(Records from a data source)
=== Begin Enclosure ===

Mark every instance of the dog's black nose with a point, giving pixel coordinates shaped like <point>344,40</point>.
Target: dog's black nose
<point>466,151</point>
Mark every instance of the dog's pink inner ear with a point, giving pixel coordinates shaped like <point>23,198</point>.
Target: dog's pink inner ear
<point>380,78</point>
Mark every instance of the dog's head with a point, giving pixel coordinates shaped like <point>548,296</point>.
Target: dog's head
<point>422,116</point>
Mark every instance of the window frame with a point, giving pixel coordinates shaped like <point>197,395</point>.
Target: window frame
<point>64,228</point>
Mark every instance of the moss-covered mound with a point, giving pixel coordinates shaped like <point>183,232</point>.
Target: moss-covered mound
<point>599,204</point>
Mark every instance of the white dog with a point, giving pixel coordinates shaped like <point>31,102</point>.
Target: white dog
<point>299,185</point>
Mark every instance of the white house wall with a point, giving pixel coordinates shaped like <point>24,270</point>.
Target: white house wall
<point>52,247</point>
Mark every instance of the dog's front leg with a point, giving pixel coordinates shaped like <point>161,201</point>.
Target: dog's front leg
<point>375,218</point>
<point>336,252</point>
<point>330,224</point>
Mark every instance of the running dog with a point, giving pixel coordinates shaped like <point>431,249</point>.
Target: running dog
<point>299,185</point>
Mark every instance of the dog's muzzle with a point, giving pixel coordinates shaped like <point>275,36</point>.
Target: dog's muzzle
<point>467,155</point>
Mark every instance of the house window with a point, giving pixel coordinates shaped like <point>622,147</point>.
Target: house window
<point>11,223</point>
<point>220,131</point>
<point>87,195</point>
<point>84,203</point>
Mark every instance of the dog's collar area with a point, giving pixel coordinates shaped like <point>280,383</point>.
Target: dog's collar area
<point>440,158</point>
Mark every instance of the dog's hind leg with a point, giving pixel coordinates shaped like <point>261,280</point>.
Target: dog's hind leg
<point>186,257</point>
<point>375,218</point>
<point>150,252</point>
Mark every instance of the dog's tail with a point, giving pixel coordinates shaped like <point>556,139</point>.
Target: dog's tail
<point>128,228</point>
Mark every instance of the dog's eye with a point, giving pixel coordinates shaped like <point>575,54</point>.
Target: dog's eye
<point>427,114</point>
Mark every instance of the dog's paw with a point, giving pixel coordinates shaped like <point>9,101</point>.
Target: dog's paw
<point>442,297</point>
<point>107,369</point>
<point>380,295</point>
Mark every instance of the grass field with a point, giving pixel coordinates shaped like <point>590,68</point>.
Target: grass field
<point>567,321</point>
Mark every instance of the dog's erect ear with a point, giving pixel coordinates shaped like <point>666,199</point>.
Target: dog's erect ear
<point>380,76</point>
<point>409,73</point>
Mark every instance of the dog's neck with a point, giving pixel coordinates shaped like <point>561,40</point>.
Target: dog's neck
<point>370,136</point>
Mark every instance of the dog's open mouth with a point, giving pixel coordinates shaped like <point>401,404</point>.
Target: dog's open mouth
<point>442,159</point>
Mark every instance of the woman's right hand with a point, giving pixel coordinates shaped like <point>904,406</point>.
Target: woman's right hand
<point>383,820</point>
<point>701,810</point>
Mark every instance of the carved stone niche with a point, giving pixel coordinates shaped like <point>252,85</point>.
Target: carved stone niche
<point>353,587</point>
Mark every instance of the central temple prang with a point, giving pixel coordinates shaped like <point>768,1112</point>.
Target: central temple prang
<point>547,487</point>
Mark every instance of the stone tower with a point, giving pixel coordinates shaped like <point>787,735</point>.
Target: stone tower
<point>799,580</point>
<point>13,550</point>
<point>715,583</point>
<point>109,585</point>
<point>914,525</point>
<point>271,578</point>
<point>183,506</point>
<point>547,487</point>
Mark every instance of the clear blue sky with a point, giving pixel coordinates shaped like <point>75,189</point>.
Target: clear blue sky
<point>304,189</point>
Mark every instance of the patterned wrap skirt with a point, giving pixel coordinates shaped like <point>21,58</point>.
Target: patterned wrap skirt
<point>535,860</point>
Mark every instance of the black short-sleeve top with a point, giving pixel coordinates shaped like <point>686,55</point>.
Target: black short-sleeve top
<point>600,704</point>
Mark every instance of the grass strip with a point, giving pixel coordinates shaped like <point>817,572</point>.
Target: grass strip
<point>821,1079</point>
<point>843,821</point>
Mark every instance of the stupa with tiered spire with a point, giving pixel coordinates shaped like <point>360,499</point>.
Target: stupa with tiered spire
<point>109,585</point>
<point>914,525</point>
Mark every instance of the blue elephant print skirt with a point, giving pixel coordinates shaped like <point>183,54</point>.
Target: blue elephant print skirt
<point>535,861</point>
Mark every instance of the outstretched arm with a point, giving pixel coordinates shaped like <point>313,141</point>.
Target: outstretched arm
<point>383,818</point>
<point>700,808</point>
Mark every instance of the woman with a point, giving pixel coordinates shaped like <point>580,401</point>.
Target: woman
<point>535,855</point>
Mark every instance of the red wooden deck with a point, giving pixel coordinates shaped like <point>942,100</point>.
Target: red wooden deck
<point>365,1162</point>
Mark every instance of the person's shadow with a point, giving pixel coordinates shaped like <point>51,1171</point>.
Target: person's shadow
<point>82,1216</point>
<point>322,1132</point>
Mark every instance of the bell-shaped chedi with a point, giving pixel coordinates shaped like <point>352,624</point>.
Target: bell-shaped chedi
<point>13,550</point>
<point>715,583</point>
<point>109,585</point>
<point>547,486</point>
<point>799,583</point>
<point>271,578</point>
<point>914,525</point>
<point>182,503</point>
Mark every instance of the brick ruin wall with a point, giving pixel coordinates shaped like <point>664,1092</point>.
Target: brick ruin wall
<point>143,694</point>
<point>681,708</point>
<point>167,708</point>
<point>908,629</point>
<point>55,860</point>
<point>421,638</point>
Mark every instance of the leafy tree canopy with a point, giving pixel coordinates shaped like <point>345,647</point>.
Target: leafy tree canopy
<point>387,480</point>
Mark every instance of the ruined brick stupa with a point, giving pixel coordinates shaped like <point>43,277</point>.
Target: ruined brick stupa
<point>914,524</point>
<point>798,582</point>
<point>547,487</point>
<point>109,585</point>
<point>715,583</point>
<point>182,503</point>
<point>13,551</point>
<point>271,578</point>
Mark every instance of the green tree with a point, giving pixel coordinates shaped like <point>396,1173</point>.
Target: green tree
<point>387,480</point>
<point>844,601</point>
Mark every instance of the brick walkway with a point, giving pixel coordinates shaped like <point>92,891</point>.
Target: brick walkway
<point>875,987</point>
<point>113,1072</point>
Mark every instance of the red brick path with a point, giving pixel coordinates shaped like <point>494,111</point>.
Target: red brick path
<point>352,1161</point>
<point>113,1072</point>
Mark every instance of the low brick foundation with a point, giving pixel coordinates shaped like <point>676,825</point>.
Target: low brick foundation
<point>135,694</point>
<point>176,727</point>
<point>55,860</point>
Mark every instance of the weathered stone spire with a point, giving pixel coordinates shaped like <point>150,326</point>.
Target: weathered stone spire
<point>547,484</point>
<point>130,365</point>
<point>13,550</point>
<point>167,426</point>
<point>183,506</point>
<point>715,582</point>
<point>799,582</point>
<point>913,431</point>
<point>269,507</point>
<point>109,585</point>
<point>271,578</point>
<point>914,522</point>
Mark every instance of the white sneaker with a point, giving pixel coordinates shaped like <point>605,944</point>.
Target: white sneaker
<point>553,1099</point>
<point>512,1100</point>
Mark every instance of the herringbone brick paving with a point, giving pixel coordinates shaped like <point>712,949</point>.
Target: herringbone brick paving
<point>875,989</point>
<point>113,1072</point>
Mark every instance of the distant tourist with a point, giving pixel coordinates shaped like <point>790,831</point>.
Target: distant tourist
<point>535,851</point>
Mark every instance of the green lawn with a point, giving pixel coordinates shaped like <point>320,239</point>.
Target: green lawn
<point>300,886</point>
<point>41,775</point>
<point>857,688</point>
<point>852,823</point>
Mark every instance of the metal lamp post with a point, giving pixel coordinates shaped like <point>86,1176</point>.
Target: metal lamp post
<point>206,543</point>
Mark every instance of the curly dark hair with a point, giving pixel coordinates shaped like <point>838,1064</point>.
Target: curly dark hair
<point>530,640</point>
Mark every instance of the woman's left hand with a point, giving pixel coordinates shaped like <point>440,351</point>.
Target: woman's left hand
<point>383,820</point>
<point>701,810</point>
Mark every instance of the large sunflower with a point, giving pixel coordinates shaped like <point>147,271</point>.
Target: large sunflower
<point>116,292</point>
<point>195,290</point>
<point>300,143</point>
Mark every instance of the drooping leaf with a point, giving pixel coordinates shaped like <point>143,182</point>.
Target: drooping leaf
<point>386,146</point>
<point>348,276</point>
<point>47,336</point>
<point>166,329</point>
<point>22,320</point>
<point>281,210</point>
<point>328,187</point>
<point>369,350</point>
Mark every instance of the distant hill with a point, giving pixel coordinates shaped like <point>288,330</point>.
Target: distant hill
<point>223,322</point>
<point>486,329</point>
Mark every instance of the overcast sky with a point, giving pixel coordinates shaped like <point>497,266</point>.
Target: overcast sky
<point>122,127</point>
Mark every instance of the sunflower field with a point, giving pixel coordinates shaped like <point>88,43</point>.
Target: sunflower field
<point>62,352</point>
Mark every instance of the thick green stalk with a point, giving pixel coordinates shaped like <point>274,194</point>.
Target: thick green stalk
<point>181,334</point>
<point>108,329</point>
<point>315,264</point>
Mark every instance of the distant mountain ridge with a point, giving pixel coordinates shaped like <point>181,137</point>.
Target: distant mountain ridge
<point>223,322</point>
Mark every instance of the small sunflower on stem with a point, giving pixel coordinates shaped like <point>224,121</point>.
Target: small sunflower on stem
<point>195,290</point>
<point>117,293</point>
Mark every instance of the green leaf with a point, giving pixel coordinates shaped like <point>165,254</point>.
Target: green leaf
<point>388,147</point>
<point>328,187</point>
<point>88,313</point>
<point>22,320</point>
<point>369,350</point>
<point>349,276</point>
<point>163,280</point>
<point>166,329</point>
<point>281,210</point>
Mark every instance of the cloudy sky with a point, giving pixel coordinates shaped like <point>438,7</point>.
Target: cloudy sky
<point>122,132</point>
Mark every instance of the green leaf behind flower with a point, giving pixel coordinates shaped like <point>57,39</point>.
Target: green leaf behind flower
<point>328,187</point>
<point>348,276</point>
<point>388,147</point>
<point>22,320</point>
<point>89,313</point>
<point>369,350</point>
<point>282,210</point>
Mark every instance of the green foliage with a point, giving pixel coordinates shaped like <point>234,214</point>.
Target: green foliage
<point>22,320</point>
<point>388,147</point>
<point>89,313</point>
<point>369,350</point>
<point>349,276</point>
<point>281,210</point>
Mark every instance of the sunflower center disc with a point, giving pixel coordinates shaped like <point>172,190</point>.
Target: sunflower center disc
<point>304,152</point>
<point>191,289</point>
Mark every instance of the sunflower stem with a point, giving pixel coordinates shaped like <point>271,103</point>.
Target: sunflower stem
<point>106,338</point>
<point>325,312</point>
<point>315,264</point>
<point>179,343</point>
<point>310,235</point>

=== End Enclosure ===

From the records above, give again exactly the lines running from the line with "Mark every instance of the dog's pink" to the line with "Mark every instance of the house", inclusive.

** Output for this task **
Mark every instance of the dog's pink inner ear with a point, giving pixel coordinates shaped like <point>23,198</point>.
Target: dog's pink inner ear
<point>380,78</point>
Mark every instance of the dog's head with a point, giving pixel coordinates shaped like <point>548,296</point>.
Target: dog's head
<point>422,116</point>
Mark every instance of the window frame with a point, giving pixel coordinates shaped like <point>197,395</point>.
Target: window frame
<point>64,228</point>
Mark every instance of the moss-covered mound with a point, giving pixel coordinates shaped like <point>183,232</point>.
Target: moss-covered mound
<point>599,204</point>
Mark every instance of the white dog with a point, giving pixel coordinates shaped like <point>31,102</point>.
Target: white dog
<point>299,185</point>
Mark every instance of the white house wall with a point, giving pixel coordinates shaped like <point>24,270</point>.
Target: white house wall
<point>52,247</point>
Mark every instance of the dog's front leg with a point, giving pixel coordinates shaped like <point>161,201</point>.
Target: dog's front leg
<point>375,218</point>
<point>336,252</point>
<point>330,224</point>
Mark every instance of the running dog with a point, giving pixel coordinates shaped like <point>431,249</point>.
Target: running dog
<point>299,185</point>
Mark every instance of the dog's muzzle with a point, giving pixel coordinates shaped like <point>275,36</point>.
Target: dog's muzzle
<point>467,155</point>
Mark every instance of the house window with a point, giving pixel coordinates shaped like <point>622,147</point>.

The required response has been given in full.